*ISTRUZIONI E REQUISITI:*
Riporta parola per parola il passo del brano sul ritorno dalle vacanze che inizia con "Triste è il" e termina con "le libagioni assicurateci.".

Triste è il rientro, non in sella al destriero su due ruote. Ed ancora più triste la nottata, in preda a spasmi per una digestione che non ne vuole sapere di giungere a compimento: altro che lasagne fatte il giorno stesso! Que viva Mexico!

NOTA DELL'AUTRICE: Visto che il locale era anche un internet point, non è escluso che qualcuno dei gestori del locale càpiti, in un futuro non tanto remoto, su queste pagine e ne rimanga sentitamente oltraggiato. Bene, mi rivolgo a Lei direttamente, Signora Oste: non se ne abbia a male. Lo abbiamo fatto per dileggio, per irridere la nostra sorte avversa. Non per cattiveria o per ingratitudine, o peggio, per risentimento nei confronti di un prezzo eccessivo per le libagioni assicurateci.

E comunque... quelle lasagne facevano veramente cagare!..

19 agosto, 2008

RATATOUILLE

Me ne torno a casa.
Una spesa leggera, sul sedile anteriore della macchina. Che non ha la pretesa di ricostituire le scorte dopo le vacanze, ma che può dare consolazione per la fine delle ferie, e un buon accompagnamento goloso per la visione di Sweeney Todd (segnare tra gli appunti: mai prendere il pasticcio di carne al ristorante.. scrib scrib scrib...).
"Tutta mia la città", cantava il mio illustre compaesano Vandelli, e non certo quel bellimbusto con gli occhiali da sole troppo grandi che si permette di scaravoltare in levare il ritmo di alcune canzoni che stanno benissimo lì dove sono... ma non voglio pensare alle cose che mi fanno arrabbiare, ora. Il ragazzone con la cravatta avrà avuto i suoi buonissimi motivi, per lasciare i Casino Royale, e per fare una camionata di soldi.
Io ho tre lavatrici di roba da lavare, dopo le vacanze. Devo annaffiare i ficus sotto il portico e devo fare la puntura alla nonna, domani.
Ma per ora, è tutta mia la città. Ancora non fremono i preparativi per la sagra paesana, e tutti se ne stanno rintanati nelle loro tane, aspettando che evapori il caldo accumulato durante il giorno.

*DATI MEMORIZZATI:*
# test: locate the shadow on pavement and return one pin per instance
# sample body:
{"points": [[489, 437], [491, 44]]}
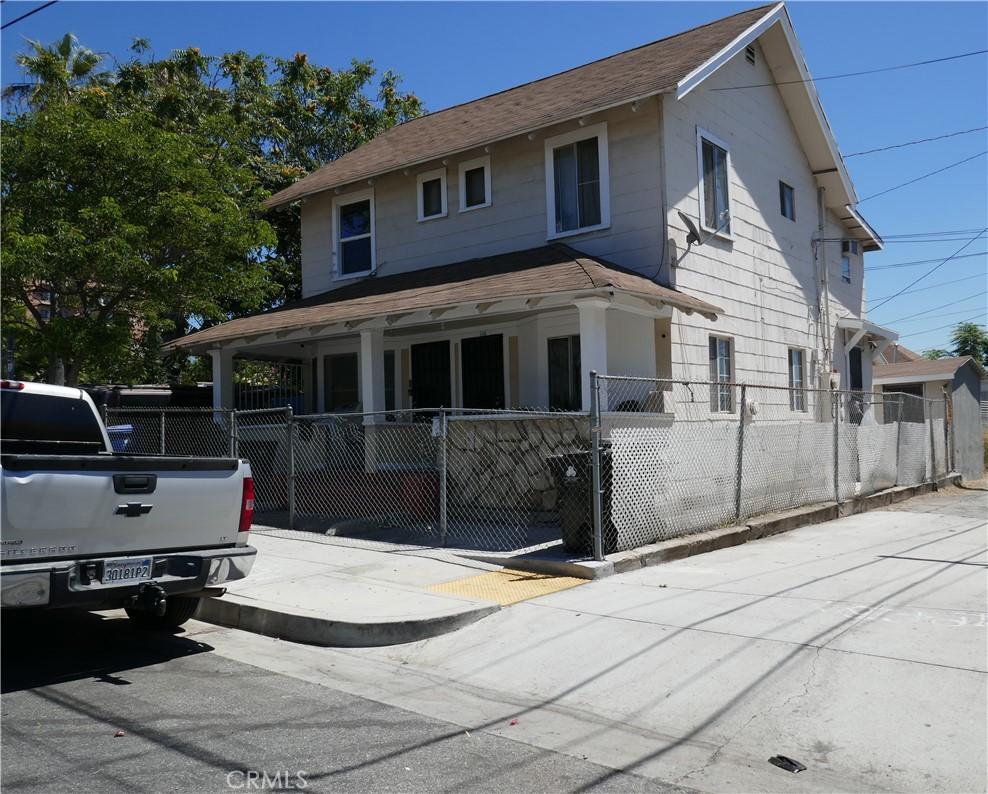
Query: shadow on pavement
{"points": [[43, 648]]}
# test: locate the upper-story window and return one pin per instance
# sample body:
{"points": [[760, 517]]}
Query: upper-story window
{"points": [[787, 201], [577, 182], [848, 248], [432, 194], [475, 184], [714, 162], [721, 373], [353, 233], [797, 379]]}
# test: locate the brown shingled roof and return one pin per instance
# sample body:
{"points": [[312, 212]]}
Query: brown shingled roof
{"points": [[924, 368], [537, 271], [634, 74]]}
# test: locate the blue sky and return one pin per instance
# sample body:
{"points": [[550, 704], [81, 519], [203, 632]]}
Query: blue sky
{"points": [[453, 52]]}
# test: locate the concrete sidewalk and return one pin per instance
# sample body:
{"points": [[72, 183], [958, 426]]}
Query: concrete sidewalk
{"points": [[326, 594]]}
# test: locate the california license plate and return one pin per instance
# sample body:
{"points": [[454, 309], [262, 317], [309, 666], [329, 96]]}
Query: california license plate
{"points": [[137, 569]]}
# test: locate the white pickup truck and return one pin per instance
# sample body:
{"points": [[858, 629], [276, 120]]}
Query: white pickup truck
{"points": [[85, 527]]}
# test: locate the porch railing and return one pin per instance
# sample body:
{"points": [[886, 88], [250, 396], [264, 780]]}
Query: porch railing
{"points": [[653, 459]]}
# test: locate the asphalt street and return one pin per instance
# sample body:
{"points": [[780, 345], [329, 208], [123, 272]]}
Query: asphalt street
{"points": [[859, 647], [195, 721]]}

--

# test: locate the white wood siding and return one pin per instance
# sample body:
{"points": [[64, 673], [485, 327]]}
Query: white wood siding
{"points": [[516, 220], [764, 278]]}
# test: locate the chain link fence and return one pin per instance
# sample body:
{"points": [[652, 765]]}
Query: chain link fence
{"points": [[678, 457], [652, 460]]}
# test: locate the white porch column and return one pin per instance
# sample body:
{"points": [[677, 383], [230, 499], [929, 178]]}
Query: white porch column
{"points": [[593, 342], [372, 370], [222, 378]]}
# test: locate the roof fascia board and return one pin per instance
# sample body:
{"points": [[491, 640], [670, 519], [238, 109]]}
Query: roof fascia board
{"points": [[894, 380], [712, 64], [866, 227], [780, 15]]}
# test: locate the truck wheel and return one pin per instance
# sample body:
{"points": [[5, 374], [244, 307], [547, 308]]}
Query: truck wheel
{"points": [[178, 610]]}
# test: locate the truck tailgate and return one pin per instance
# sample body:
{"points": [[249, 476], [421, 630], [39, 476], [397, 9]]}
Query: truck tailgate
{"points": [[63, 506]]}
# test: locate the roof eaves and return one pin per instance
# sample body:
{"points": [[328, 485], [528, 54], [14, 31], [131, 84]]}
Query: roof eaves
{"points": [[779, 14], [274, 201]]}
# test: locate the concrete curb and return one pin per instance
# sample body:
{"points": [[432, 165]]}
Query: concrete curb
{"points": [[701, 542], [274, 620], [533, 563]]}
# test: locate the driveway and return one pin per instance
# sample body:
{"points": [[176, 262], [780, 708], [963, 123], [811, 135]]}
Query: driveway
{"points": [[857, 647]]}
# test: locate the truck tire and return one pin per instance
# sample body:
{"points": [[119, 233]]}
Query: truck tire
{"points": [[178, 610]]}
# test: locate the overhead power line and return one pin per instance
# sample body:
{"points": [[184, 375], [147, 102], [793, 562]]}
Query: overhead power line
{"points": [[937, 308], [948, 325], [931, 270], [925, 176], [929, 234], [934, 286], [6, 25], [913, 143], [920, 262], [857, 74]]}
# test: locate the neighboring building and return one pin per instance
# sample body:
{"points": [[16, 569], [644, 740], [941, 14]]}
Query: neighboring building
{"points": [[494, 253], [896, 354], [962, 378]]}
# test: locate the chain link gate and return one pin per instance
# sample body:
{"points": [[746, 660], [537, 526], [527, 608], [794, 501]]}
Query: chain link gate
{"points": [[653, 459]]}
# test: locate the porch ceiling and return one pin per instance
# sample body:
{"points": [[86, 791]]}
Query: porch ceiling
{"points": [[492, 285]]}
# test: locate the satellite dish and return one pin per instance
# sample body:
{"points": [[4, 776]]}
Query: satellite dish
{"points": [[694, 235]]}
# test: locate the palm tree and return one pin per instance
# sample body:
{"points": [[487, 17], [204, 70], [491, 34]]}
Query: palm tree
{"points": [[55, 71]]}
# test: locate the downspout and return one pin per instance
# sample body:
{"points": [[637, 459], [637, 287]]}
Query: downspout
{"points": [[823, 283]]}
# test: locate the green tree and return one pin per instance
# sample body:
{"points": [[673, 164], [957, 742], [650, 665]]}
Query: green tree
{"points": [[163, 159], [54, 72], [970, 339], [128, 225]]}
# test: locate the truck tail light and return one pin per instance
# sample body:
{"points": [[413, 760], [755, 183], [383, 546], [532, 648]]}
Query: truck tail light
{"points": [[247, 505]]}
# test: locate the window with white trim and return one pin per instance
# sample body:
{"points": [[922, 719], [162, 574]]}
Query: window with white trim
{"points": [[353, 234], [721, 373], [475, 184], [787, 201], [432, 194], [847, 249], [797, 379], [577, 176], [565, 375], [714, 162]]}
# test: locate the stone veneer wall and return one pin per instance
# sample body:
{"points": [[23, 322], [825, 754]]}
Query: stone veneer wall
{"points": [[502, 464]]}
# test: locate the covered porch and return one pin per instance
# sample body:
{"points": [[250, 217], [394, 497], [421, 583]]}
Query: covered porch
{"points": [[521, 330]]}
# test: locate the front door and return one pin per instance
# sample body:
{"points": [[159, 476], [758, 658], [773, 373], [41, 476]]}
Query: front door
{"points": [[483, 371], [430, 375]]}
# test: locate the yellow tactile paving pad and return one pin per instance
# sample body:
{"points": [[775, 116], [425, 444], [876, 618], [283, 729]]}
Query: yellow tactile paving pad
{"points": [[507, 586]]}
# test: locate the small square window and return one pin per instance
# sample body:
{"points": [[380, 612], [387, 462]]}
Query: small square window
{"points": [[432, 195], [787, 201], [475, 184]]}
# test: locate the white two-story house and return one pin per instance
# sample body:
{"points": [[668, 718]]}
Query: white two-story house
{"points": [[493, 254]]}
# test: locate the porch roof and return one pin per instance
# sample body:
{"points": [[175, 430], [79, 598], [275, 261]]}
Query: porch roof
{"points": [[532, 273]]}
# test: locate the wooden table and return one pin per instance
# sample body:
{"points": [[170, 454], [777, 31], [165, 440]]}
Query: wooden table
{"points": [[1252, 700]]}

*SOLUZIONE SCRITTA:*
Triste è il rientro, non in sella al destriero su due ruote. Ed ancora più triste la nottata, in preda a spasmi per una digestione che non ne vuole sapere di giungere a compimento: altro che lasagne fatte il giorno stesso! Que viva Mexico!

NOTA DELL'AUTRICE: Visto che il locale era anche un internet point, non è escluso che qualcuno dei gestori del locale càpiti, in un futuro non tanto remoto, su queste pagine e ne rimanga sentitamente oltraggiato. Bene, mi rivolgo a Lei direttamente, Signora Oste: non se ne abbia a male. Lo abbiamo fatto per dileggio, per irridere la nostra sorte avversa. Non per cattiveria o per ingratitudine, o peggio, per risentimento nei confronti di un prezzo eccessivo per le libagioni assicurateci.